» Provided entries:
________________
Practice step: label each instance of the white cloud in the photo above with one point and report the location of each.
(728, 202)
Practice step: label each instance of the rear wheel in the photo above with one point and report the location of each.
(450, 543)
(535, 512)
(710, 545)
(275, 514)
________________
» Instructions for the task: A word-for-word transcription of the material is required.

» Result for this task:
Practice step: label each instance of the white cloud in the photo above with one point and report the location of each.
(728, 202)
Practice step: label each instance of the rear wheel in the photo above with one point and report the location of each.
(450, 543)
(535, 512)
(710, 545)
(275, 514)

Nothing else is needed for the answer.